▸ **Source text**
——————————

Background information
- Also known as: L'amourder Kullervo Kivi & Gehenna-yhtye Leputation of the Slaves Pimpline & the Defenites Adolf und die Freie Scheisse
- Origin: Finland
- Genres: Alternative rock, post-punk
- Years active: 1983–1992, 2011
- Label: Poko
- Past members: Ismo Alanko Jukka Orma Jouko Hohko Alf Forsman Hannu Viholainen
- Website: sielunveljet.com

= Sielun Veljet =

Finnish rock band

Sielun Veljet (/fi/) was a Finnish rock band of the 1980s. They were formed soon after the disbanding of Hassisen Kone by its former frontman Ismo Alanko. Sielun Veljet never achieved the fame or the record sales figures of Hassisen Kone, but they became famous for their powerful stage presence and aggressive, shamanistic post-punk musical style. Most of the band's recorded material is sung in Finnish, except for their 1989 album Softwood Music Under Slow Pillars. They have also recorded English-language versions of their songs under the moniker L'amourder. In 2011, they released a new song, "Nukkuva hirviö" (Sleeping beast).

——————————

▸ **Required task 1**
Find each line in the listing below that contains the word "ripple" and copy those lines out.

▸ **Items**
——————————

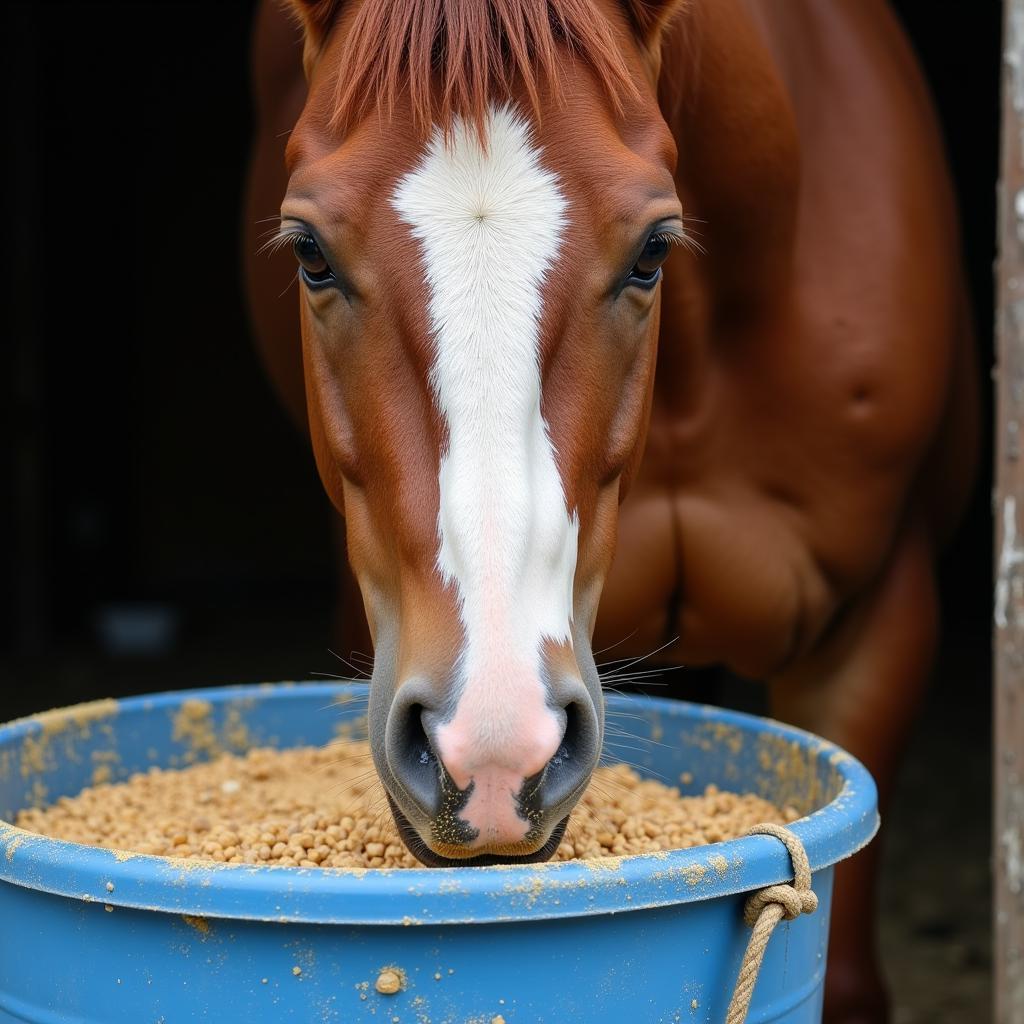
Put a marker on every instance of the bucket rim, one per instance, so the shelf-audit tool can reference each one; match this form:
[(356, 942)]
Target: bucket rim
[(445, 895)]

——————————

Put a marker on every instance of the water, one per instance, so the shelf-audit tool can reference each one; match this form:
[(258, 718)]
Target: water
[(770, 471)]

——————————

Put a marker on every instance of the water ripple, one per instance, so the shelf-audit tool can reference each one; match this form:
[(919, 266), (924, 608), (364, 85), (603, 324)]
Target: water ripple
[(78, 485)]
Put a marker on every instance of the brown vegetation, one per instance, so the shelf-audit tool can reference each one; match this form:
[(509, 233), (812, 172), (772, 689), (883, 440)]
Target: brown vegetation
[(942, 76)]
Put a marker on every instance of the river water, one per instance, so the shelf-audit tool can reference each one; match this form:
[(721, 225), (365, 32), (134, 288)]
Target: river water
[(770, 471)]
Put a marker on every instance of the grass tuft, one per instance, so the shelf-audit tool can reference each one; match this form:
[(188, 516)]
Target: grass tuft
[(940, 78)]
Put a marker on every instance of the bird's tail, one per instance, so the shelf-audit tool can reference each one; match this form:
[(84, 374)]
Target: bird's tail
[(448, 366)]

——————————

▸ **Required task 2**
Continue the article on the band Sielun Veljet, starting after its last sentence.

▸ **Answer 1**
Put a marker on every instance of the water ripple, one per instance, so the shelf-audit tool can reference each one; match this form:
Target: water ripple

▸ **Answer 2**
== History ==
=== Early history ===
Sielun Veljet was formed shortly after Hassisen Kone, a successful and well-known new wave band, disbanded. Singer-guitarist Alanko and guitarist Jukka Orma wanted to start making a totally different kind of music than what Hassisen Kone had done and what the Finnish public expected of them. The band was complete with bassist Jouko Hohko and drummer Alf Forsman.

The band's live performances were loud, energetic and extremely intensive from the beginning, and people soon stopped expecting another Hassisen Kone. The concerts were sometimes extremely long—one gig in Nivala in the 1980s lasted for four and a half hours and ended only when security personnel forced Alanko off the stage.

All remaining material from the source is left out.